Supplied text -
----------

In May 1781, Mozart reached crisis point in his relationship with Archbishop Colloredo, who required him to refuse an invitation to play before the emperor. He angrily resigned, and was literally kicked out by the archbishop’s steward. Leopold was dismayed and fearful for his own job in Salzburg. Mozart, however, relished the prospect of a freelance life in Vienna, where he would combine teaching (a well-paid activity, since lessons were normally given daily) with playing and composing. He took on several noble or bourgeois young ladies as pupils, and published some new sonatas, a traditional way of raising one’s profile as a composer. He made occasional appearances at court, notably in a piano contest with the visiting Italian virtuoso Muzio Clementi (1752–1832). And he obtained a commission to compose for the opera: it was to be a German piece, Die Entführung aus dem Serail (‘The Abduction from the Harem’). It was given in July 1782; Joseph II is alleged to have reacted: ‘Too many notes, my dear Mozart’, to which Mozart responded, ‘Just as many as are needed, Your Majesty’.

Marriage

When he left the archbishop’s employment, Mozart moved into lodgings. The Weber family (related to the composer), whose second daughter, Aloysia, he had fallen in love with in Mannheim, now lived in Vienna; they took him in. He became attached to the third daughter, Constanze, and her mother and her guardian (the father had died) began pressing him to marry her. He was 26, she was 20; she was a capable but not professional singer. Leopold was against it: he felt that Mozart’s career was not yet established. But Mozart was eager, and the couple were married on 4 August 1782: Leopold’s grudging assent arrived the next day.

Chamber Music

A project particularly dear to Mozart in these years was the composition of six string quartets (this was the standard number for a set to be published). He began in 1782 and did not complete the task until 1785: these works, in a genre regarded as his most intimate, serious and personal, are written with a keen awareness of Haydn’s master­pieces, but are also highly individual in the way the medium is handled, especially in the dialogue between instruments. Mozart dedicated the set not to a patron (who would have provided a handsome gift in return), but to Haydn. Mozart wrote four further string quartets, as well as piano trios and quartets; perhaps his crowning achievement in chamber music is the pair of string quintets, K515 and 516, of 1787, works of a new richness, warmth and depth of feeling.

The Da Ponte Operas

But Mozart’s chief ambition, expressed many times in his letters, lay in opera. In 1783 he had met Lorenzo da Ponte (1749–1838), who had become court poet in Vienna. Two years later Da Ponte supplied him with an operatic version of the Beaumarchais play Le mariage de Figaro, its subversive political content somewhat watered down: the opera, Le nozze di Figaro, was finally given on 1 May 1786. This brilliant comedy of social and sexual tensions greatly extends the range of opera buffa, with its powerful depictions of the grief of the neglected countess and the jealous fury of Figaro; but its chief achievement lies in the way Mozart used ensembles, especially the long act finales, to portray the action, using symphonic structures and changes in metre, key, tempo and orchestral colour to convey the situations and emotions of the characters. Figaro was a success, particularly in Prague, which he visited at the beginning of 1787; he returned home with a commission to write an opera for the Bohemian capital on the Don Juan story. Da Ponte prepared a libretto (based on an existing one) and the new opera was given on 29 October 1787 (and revived in Vienna the next year).

----------

Information given -
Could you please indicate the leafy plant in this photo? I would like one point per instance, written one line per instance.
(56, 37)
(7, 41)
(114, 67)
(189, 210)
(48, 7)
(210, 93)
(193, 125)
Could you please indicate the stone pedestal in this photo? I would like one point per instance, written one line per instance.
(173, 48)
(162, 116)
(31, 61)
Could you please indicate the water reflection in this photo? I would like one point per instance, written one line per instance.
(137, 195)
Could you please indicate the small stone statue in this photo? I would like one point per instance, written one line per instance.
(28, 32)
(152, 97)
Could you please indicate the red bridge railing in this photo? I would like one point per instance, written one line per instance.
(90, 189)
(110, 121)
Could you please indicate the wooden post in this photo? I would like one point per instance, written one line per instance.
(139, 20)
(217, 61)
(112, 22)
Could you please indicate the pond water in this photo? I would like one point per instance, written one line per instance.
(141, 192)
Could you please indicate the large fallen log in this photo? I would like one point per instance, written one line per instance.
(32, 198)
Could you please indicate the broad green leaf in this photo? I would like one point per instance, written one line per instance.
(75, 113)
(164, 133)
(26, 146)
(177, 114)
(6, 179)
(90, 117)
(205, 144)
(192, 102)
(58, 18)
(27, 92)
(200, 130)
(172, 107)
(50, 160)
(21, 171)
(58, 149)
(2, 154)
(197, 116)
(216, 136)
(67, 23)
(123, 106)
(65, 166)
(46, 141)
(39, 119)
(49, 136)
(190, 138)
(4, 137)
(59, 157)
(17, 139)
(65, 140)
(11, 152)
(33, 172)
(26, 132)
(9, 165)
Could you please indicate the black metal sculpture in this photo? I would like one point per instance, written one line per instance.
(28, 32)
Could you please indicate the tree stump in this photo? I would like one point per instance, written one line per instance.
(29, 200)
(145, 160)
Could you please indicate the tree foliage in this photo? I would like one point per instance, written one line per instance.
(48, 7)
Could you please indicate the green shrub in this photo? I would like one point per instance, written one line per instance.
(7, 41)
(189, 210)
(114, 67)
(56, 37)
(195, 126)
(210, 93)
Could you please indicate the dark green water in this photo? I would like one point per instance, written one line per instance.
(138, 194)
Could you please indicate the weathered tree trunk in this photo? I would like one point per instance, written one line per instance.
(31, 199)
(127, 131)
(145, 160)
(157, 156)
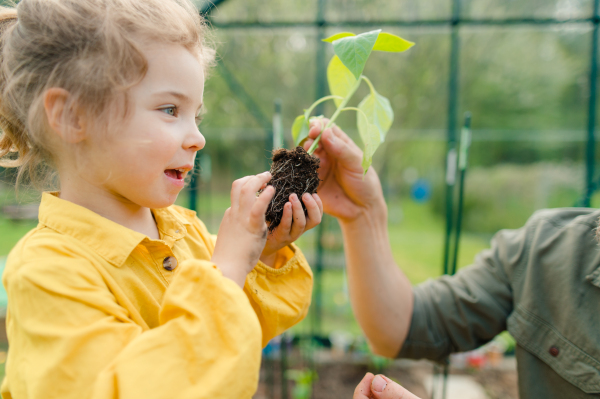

----------

To-do list -
1 – List each city mentioned by name in the text on Mozart's years in Vienna.
2 – Extend the account of Mozart's Vienna years, picking up after its final sentence.

Results by task -
1 – Salzburg, Vienna, Mannheim, Prague

2 –
Like Figaro, Don Giovanni is concerned with class and especially sexual tensions, and although Mozart still treats it as a topic for opera buffa, it has darker, demonic aspects – as he makes clear with his powerful, stormy D minor music for the appearance of the ‘stone guest’ (the statue of the murdered father of Donna Anna, whom Giovanni had sought to violate), who consigns the sinner to the flames.

Mozart and His Singers

Writing operas for major opera houses brought Mozart into contact with some of the finest singers in Europe. He had met well-known singers during his travels, particularly in Vienna and London, and had taken some lessons from a leading Italian castrato. When composing an opera, it was normal to design the music specifically for the singers taking part in the first performances: composers wrote their music for the occasion, not for posterity – most operas had only one run of performances, and if given again they would be revised. So he did not compose Mitridate or Lucio Silla until he reached Milan and could hear the actual voices; he prepared the recitatives in advance but not the arias. Then he would submit each one to the singer, and try it over, as it were, for size (he once wrote that an aria should fit the singer’s voice like a well-made suit of clothes). In the case of Mitridate, most of the singers asked for revisions, and one complained so much that Mozart made five attempts at an aria before he accepted it. Even later in his life, Mozart, like many other composers, worked in this way: when The Marriage of Figaro was revived, three years after its composition, he rewrote two arias for a new singer in quite a different style to suit her voice.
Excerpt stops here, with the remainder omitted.